### SHORT PROBLEM
Which of the lines below contain the string "coral"? Pull out each of those lines and copy it in full.

### Items stored from a collection
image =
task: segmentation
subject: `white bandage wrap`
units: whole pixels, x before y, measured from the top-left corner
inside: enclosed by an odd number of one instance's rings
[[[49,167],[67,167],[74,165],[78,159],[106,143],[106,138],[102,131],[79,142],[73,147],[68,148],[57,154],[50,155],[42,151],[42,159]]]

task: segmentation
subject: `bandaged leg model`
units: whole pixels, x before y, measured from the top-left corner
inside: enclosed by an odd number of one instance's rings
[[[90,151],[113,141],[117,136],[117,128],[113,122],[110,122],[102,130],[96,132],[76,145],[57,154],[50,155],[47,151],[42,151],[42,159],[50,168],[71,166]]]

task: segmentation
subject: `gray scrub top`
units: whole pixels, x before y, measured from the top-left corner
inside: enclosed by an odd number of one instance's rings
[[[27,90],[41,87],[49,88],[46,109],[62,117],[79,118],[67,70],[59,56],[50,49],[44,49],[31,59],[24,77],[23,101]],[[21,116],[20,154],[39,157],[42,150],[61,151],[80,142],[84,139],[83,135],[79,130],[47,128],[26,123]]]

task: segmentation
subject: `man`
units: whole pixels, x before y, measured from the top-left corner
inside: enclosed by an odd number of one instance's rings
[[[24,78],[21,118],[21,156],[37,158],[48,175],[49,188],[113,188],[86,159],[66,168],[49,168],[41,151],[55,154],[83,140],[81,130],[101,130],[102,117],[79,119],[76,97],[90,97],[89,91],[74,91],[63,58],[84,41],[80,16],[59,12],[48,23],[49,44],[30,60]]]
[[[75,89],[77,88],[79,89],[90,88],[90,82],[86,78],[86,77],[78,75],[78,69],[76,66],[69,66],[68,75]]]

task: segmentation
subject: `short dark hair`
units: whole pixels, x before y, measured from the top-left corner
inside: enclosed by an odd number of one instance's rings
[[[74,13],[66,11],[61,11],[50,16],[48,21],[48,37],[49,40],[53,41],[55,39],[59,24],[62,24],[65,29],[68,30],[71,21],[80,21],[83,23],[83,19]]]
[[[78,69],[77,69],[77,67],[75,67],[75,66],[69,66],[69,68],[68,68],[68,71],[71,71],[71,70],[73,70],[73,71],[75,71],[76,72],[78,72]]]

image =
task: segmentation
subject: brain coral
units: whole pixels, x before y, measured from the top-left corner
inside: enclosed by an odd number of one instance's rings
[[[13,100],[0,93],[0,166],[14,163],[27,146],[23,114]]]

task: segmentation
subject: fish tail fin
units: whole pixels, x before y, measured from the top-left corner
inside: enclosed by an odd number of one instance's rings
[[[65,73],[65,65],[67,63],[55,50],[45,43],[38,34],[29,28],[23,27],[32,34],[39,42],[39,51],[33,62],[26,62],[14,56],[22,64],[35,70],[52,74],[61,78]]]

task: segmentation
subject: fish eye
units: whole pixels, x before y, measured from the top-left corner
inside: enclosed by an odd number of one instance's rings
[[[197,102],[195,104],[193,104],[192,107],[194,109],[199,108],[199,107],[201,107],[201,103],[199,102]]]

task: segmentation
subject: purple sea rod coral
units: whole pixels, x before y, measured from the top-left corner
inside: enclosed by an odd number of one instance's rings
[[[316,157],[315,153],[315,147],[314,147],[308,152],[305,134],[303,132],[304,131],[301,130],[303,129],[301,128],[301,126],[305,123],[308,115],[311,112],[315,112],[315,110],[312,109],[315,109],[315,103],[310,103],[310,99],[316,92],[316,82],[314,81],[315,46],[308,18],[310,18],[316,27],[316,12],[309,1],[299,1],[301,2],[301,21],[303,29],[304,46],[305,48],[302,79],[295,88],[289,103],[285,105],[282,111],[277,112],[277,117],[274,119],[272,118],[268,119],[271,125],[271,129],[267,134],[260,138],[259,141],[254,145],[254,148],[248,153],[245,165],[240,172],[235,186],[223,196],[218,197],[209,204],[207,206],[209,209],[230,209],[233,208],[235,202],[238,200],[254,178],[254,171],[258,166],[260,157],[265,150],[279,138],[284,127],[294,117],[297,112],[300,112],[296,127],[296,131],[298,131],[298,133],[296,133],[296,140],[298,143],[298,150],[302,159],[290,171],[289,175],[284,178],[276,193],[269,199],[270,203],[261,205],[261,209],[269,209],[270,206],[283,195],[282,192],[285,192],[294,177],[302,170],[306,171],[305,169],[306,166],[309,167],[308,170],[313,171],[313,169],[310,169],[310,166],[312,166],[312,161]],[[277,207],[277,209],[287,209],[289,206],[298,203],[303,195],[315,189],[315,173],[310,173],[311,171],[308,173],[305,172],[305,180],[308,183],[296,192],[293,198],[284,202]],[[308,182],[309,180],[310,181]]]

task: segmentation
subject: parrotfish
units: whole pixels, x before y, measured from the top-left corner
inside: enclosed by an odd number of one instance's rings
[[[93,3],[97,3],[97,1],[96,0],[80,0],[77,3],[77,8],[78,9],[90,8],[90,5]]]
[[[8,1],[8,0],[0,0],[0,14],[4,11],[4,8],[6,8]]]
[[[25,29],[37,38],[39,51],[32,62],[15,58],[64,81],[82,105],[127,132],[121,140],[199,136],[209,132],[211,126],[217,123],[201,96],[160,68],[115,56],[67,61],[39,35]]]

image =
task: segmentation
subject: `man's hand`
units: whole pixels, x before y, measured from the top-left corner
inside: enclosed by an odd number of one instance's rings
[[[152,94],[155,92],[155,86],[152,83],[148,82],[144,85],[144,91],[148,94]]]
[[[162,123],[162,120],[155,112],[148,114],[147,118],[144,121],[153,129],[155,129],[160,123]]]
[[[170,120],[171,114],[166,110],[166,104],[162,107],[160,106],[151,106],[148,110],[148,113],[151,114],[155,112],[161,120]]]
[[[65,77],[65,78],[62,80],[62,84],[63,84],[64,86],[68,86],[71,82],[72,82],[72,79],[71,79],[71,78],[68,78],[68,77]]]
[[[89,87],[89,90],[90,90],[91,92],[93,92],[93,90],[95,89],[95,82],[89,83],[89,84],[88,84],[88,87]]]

* * *

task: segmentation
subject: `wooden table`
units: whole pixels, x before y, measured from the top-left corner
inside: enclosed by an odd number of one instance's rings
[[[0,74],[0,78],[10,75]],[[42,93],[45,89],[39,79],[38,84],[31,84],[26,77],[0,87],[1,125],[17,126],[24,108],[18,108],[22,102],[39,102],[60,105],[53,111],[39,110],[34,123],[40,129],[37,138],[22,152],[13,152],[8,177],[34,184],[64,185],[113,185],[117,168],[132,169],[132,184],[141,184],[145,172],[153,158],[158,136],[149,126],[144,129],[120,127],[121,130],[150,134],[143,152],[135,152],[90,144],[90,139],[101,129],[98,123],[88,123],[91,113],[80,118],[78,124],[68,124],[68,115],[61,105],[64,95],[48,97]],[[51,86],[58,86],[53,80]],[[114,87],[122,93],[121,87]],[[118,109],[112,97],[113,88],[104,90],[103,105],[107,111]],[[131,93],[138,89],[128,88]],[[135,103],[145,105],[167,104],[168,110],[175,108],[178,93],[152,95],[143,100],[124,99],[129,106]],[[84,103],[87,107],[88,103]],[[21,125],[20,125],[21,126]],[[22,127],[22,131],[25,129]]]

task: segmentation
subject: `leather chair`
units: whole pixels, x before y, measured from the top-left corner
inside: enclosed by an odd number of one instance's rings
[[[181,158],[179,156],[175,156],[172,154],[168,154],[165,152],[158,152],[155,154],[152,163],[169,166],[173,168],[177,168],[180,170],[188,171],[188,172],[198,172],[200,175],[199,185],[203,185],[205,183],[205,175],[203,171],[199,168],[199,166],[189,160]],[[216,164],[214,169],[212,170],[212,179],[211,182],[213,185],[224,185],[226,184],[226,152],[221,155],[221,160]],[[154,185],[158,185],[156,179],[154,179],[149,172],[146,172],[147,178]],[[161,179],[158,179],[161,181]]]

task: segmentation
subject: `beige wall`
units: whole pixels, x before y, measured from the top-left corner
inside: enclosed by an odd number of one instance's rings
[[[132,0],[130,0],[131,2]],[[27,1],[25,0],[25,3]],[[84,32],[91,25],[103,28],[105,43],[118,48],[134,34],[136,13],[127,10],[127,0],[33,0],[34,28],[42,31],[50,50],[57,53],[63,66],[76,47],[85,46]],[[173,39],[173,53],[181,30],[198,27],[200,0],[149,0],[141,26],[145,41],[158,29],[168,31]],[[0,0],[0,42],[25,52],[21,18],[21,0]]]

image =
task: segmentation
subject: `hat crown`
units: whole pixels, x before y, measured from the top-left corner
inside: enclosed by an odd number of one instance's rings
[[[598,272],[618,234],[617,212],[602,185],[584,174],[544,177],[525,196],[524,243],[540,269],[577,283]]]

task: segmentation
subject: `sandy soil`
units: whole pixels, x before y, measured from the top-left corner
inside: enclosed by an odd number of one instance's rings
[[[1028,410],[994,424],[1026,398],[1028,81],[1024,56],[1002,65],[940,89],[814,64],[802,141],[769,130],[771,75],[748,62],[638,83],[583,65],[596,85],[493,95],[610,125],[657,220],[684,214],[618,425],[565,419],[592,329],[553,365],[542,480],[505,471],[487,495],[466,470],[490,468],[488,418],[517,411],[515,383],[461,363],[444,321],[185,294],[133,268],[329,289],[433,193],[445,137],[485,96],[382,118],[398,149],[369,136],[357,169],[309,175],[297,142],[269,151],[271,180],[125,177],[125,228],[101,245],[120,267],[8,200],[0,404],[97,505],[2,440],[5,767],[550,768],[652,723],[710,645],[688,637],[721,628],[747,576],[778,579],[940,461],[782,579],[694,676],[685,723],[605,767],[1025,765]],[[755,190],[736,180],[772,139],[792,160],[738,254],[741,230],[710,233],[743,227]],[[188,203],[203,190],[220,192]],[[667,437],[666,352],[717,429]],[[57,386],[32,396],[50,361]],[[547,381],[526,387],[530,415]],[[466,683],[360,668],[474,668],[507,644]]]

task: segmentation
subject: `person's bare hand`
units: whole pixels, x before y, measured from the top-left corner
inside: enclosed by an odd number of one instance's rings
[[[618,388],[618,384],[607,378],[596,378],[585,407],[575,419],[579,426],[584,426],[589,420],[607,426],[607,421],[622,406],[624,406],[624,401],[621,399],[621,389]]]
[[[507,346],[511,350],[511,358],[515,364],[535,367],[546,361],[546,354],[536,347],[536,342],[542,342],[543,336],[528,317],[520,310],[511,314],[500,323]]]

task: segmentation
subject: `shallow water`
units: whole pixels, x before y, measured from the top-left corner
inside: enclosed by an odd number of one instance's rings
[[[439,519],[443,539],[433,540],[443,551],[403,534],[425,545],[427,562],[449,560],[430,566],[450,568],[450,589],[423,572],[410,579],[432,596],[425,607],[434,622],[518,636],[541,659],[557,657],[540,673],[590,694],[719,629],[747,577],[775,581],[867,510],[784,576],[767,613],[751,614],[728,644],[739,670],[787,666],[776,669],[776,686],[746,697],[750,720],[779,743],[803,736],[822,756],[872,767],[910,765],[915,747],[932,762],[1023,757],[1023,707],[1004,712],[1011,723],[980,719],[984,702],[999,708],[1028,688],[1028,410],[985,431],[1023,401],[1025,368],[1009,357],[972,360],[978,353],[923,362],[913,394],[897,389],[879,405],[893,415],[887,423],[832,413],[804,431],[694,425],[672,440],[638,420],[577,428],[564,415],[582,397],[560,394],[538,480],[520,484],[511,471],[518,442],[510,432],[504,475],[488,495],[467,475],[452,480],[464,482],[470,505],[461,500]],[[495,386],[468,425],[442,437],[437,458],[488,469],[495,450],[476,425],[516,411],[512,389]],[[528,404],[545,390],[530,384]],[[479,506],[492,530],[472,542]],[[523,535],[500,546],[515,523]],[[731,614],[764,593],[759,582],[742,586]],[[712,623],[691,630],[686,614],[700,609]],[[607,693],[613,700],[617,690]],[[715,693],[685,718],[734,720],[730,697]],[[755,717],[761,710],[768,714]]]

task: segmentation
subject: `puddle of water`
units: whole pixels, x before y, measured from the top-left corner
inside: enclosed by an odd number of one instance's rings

### FINAL RESULT
subject: brain coral
subject: purple sea rod coral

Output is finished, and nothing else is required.